*What the task asks*. Reproduce verbatim the lines from the one containing "Where can you find the van license" through the one containing "(1263, 692)", both included, and no others.

- - -

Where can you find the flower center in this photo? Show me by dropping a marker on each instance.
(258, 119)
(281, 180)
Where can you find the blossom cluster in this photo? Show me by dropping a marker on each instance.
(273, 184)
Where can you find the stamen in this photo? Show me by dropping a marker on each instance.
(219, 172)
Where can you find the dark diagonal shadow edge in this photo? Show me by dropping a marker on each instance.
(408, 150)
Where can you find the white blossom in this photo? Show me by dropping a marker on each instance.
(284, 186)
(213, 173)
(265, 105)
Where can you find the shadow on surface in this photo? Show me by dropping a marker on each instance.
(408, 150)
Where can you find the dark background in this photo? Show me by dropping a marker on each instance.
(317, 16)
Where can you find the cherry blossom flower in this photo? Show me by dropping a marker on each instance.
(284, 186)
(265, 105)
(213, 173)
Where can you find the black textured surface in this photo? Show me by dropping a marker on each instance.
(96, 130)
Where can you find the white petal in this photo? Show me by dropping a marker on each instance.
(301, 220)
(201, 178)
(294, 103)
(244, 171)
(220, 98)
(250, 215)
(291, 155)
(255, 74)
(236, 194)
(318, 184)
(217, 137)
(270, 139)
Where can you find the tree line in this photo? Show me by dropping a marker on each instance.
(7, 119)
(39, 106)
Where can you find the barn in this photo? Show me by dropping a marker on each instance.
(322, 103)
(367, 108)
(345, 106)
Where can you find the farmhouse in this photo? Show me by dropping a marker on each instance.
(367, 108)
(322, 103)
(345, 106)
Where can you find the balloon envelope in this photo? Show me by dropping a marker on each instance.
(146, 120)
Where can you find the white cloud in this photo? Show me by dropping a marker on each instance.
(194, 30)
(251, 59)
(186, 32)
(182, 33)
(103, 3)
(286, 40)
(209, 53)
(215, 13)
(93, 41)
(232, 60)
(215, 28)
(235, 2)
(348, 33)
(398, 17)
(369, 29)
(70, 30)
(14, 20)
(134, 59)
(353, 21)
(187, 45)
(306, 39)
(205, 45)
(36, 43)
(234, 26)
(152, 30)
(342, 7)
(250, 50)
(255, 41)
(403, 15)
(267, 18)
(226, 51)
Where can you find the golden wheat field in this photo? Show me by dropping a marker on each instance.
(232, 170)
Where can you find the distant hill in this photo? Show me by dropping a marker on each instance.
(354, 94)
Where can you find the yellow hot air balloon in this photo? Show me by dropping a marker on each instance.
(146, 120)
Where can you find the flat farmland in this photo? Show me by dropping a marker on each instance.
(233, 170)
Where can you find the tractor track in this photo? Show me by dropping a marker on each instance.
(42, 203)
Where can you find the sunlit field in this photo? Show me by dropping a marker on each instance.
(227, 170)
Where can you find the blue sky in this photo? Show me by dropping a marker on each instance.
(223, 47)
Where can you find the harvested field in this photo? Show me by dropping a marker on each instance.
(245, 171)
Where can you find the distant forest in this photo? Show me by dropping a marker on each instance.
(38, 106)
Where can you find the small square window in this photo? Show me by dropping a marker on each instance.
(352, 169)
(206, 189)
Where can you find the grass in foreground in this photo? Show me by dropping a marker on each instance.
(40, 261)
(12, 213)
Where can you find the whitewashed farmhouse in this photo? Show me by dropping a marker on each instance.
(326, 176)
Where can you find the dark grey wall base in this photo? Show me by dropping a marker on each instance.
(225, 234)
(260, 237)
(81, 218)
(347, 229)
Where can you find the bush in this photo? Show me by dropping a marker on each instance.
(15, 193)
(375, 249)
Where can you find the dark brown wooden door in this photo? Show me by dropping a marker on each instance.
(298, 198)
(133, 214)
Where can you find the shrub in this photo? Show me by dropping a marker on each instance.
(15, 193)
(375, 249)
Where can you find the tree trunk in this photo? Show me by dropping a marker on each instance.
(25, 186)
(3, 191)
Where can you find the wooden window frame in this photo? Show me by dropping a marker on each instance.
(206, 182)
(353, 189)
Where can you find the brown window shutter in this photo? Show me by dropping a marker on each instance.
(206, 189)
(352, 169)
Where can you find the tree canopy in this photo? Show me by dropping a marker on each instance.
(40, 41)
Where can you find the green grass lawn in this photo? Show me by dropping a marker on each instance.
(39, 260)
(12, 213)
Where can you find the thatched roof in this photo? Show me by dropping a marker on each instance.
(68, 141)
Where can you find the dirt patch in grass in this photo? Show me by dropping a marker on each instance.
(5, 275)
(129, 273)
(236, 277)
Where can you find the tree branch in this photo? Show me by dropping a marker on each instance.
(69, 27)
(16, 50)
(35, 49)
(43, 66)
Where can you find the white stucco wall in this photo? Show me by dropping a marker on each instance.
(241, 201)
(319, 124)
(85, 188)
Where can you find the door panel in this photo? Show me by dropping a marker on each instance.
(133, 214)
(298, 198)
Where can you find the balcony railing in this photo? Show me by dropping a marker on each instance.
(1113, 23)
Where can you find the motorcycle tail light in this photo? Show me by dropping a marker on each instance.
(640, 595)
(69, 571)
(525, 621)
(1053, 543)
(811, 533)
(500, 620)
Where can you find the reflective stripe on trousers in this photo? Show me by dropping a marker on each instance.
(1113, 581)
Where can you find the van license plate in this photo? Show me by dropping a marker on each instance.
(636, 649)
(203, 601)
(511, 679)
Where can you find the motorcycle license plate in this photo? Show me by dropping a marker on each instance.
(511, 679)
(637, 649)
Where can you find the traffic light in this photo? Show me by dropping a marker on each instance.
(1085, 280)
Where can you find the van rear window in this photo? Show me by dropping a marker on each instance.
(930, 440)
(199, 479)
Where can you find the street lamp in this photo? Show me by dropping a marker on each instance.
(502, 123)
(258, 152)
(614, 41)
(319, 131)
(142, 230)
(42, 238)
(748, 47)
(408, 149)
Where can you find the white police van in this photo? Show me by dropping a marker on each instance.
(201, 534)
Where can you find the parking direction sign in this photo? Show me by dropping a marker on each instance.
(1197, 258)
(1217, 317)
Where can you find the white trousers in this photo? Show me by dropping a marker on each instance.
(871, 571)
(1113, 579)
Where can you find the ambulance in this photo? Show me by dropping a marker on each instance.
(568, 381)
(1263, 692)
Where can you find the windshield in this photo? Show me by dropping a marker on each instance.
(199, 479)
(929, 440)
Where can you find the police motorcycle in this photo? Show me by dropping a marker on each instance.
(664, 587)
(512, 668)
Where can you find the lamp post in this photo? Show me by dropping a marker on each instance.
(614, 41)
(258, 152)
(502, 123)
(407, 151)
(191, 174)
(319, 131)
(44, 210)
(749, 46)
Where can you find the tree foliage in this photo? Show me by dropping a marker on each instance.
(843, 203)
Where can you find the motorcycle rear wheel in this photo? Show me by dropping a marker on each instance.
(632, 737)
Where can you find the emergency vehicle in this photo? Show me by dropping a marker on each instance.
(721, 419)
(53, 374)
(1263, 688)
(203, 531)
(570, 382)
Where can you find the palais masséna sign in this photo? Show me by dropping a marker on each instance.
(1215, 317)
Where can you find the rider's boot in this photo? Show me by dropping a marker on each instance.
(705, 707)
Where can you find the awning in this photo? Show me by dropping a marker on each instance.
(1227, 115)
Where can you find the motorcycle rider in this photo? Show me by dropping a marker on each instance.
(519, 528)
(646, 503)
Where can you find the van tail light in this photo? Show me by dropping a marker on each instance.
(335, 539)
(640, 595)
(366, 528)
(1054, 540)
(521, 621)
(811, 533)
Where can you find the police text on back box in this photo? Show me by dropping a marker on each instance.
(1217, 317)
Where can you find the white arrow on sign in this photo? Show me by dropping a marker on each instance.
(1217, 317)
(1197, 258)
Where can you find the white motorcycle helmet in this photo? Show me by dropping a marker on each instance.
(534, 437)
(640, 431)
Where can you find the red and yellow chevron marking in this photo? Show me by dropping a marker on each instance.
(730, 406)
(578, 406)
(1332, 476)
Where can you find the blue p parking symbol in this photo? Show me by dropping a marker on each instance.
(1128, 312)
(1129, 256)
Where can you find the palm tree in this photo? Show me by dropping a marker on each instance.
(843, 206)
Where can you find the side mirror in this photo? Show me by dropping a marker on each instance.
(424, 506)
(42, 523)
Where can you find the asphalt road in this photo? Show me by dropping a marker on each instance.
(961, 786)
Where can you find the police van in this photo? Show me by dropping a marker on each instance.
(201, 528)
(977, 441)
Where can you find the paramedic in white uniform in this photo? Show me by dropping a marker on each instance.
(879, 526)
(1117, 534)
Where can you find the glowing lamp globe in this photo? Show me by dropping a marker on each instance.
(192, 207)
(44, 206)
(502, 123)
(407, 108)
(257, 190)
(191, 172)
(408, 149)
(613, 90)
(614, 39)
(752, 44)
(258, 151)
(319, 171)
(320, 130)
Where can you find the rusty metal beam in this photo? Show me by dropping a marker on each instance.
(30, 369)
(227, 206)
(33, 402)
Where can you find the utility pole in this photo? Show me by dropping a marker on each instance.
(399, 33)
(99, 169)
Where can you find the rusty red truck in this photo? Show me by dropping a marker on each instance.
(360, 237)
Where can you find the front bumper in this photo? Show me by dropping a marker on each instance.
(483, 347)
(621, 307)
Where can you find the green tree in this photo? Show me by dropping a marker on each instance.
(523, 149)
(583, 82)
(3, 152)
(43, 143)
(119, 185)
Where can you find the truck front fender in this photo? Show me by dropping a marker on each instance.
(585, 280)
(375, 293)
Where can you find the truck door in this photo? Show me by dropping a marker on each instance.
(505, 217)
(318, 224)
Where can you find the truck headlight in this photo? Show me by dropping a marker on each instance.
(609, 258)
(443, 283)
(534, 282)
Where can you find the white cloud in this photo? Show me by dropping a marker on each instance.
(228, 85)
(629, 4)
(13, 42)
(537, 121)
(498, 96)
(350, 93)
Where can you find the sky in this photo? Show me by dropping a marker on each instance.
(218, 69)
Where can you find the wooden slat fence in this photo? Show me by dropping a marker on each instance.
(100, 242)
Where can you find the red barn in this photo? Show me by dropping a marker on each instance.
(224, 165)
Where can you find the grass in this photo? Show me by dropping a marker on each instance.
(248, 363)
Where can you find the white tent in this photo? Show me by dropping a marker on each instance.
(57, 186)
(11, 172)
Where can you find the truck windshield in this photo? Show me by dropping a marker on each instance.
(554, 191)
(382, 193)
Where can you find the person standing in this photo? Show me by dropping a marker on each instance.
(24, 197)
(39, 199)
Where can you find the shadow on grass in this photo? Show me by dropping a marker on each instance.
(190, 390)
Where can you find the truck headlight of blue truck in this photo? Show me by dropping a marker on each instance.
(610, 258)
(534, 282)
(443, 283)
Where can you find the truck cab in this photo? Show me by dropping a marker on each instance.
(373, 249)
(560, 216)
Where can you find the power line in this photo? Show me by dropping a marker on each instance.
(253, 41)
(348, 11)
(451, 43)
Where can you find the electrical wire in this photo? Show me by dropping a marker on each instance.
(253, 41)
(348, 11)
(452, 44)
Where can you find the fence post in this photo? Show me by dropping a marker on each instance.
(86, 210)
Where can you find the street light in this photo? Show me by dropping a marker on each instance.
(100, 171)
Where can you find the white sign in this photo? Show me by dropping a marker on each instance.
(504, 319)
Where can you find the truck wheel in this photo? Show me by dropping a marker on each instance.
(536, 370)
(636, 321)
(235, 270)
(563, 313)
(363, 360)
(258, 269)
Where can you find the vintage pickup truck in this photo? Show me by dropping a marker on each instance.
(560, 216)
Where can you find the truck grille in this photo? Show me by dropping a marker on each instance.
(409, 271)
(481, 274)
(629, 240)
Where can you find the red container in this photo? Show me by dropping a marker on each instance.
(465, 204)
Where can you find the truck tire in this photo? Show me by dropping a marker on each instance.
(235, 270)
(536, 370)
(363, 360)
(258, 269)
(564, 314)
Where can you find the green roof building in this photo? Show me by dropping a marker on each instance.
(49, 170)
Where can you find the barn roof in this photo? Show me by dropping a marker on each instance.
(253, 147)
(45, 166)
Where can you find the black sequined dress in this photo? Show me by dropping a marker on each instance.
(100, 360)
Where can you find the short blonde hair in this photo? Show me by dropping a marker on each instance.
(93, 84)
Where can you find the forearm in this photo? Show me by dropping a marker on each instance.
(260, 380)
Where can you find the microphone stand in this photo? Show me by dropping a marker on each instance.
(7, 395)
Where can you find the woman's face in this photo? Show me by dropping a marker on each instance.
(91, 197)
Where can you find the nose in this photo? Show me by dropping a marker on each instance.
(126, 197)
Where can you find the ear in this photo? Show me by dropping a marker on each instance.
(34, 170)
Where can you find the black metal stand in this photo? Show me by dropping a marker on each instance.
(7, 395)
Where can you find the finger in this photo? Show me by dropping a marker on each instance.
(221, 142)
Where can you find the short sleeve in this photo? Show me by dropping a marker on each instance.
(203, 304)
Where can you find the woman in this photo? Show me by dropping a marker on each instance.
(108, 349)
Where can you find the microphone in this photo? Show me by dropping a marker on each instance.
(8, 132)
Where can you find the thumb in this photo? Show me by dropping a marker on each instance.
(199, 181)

- - -

*Written reply*.
Where can you find the van license plate in this photo? Show me by dropping a marker on each instance.
(636, 649)
(203, 601)
(511, 679)
Where can you find the motorcycle license plate in this photo? Show me by dropping a marker on each instance.
(511, 679)
(637, 649)
Where can you find the traffic light in this photo? Show me by dropping a marker on each instance.
(1085, 280)
Where can you find the van rear window in this photo? Show me by dropping a marker on each instance.
(930, 440)
(199, 479)
Where can you find the street lamp in this photo? Show me by dropping a marker on each instance.
(502, 123)
(258, 152)
(614, 41)
(319, 131)
(142, 230)
(42, 238)
(748, 47)
(408, 149)
Where can you find the white police van in this photo? Show me by dropping a marker on each instance.
(201, 534)
Where can you find the parking direction sign in this photo? Show me by dropping a marker on each instance.
(1197, 258)
(1217, 317)
Where can you find the white trousers in this photo? Show me by dropping a marker on each instance.
(871, 571)
(1113, 579)
Where can you find the ambulance in this photo? Show me by dropping a marker on each instance.
(568, 381)
(1263, 692)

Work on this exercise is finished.